• Information supplied

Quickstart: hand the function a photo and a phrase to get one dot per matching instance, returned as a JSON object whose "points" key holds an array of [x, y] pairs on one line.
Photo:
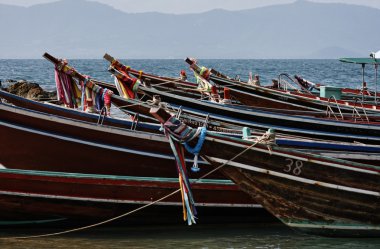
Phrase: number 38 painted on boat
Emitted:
{"points": [[293, 166]]}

• Task to carry out
Return every line of the items above word for word, leaving out the pictures.

• Answer to this exercise
Quickstart: hand the function a photo and a phrase to get one dot per matching instance, returned as a JSON object whose "points" key holds an array of [x, y] pairs on one line.
Photo:
Phrase: number 38 painted on boat
Emitted:
{"points": [[293, 166]]}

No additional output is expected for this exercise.